(Point labeling listing excerpts)
+++
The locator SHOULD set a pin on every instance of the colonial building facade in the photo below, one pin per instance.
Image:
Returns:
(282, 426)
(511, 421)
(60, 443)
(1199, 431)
+++
> _PROBLEM TO SOLVE_
Duplicate the listing above line for line, with no changes.

> _THE SOLUTION_
The locator SHOULD set a pin on every instance of the colonial building facade in the photo below, one pin per instance.
Image:
Returns:
(282, 426)
(511, 421)
(60, 443)
(1199, 431)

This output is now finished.